▶ [YOUR INSTRUCTIONS]
Update the data from the line containing "[point] every instance of the stack" through the end, changing "black" to "gray" and leaving everything else the same.

— Start of GIVEN INFORMATION —

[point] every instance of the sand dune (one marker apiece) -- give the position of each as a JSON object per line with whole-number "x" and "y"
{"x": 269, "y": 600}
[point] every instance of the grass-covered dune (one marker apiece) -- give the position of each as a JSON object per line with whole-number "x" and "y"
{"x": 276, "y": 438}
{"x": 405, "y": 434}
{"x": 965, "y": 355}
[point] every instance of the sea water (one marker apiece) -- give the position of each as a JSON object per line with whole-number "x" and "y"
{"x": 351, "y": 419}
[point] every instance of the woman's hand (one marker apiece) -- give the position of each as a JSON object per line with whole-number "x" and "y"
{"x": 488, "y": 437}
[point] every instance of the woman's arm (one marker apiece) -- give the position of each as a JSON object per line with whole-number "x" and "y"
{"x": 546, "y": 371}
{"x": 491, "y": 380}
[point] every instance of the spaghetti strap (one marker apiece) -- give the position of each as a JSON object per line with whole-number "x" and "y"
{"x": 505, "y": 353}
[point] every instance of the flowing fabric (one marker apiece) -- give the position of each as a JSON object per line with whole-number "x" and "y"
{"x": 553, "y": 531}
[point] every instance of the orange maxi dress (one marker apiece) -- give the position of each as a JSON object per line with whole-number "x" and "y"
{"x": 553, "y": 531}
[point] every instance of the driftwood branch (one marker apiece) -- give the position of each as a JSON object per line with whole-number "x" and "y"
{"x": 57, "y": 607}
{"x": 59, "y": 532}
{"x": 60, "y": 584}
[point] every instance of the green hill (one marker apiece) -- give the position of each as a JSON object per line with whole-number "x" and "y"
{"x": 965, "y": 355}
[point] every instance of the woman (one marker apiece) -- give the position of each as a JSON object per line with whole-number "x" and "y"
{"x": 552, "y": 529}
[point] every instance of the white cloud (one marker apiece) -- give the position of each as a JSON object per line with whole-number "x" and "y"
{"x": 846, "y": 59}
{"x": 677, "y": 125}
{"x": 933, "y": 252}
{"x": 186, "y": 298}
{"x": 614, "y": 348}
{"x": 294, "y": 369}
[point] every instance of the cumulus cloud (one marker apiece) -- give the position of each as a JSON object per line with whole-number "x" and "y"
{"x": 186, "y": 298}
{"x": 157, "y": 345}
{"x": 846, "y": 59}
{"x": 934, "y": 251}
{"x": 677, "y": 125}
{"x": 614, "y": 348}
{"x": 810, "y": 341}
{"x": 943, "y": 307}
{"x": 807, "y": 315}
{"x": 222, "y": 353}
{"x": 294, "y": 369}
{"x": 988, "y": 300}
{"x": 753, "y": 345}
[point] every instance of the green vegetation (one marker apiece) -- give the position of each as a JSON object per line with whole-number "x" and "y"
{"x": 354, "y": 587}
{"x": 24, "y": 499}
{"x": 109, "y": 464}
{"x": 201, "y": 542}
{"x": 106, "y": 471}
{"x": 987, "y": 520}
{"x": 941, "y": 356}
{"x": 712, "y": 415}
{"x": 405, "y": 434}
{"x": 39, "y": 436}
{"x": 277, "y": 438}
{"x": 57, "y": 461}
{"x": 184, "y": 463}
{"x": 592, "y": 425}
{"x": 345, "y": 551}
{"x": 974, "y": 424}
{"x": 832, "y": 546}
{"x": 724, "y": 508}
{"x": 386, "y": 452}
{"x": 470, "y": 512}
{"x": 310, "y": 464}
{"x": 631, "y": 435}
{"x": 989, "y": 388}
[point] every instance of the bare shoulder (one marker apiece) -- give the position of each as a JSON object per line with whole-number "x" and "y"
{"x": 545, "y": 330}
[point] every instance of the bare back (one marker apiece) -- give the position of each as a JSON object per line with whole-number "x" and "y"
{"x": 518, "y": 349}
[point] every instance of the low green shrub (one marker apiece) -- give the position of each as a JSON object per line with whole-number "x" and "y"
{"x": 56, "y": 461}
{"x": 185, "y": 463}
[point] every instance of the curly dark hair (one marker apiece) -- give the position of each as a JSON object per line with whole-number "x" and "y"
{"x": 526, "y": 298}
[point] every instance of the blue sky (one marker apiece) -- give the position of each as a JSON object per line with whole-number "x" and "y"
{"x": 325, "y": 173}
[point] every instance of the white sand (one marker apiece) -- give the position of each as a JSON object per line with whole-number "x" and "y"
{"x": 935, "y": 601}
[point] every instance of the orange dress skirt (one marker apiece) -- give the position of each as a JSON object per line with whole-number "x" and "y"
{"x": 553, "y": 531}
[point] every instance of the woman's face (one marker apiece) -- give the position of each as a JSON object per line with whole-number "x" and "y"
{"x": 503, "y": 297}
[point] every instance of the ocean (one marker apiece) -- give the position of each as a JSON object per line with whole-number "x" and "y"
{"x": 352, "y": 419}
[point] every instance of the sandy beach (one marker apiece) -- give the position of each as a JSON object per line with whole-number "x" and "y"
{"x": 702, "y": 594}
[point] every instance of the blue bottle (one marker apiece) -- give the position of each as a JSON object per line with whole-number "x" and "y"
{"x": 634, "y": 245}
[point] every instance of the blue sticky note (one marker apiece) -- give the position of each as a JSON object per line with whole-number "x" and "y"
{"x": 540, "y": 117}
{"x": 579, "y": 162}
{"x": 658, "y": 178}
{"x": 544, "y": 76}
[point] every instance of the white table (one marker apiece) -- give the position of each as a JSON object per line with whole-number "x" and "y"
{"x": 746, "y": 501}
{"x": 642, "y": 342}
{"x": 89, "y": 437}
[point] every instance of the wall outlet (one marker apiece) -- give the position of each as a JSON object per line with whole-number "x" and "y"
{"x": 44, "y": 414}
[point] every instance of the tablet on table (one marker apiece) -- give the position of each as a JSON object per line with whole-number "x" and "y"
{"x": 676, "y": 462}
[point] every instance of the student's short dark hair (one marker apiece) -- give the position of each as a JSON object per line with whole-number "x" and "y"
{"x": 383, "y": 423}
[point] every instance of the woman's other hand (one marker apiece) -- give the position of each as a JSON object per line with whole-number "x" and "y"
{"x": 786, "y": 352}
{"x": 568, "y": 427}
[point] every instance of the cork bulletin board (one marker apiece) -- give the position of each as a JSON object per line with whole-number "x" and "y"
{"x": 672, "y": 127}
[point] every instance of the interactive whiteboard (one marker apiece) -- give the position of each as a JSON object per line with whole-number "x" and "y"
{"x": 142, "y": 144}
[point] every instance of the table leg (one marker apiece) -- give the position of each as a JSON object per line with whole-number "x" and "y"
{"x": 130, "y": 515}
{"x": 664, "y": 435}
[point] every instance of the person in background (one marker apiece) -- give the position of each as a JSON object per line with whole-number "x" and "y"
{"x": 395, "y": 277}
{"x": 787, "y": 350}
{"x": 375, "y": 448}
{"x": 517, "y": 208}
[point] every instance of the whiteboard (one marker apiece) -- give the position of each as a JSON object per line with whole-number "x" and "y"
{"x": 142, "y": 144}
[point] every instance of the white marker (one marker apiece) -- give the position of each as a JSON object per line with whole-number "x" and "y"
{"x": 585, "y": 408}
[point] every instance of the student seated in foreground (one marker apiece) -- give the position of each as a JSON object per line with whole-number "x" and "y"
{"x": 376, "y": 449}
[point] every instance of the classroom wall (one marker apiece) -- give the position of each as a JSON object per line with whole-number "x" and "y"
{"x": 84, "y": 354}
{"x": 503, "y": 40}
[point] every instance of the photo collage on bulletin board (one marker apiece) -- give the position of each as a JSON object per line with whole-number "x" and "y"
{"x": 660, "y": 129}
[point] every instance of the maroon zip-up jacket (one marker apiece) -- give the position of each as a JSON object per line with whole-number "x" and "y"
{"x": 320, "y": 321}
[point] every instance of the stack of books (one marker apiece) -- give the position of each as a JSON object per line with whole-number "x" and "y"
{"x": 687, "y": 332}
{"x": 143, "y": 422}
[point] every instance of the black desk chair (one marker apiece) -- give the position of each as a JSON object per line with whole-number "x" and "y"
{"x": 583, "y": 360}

— End of GIVEN INFORMATION —

▶ [RESPONSE TO THIS TASK]
[point] every instance of the stack of books (one marker apiece) -- give the position of each as a JSON object per line with whole-number "x" and "y"
{"x": 687, "y": 332}
{"x": 143, "y": 422}
[point] every instance of the gray desk chair (one marker apiece) -- give the position of each as a JSON object per line with whole-number "x" and "y"
{"x": 583, "y": 360}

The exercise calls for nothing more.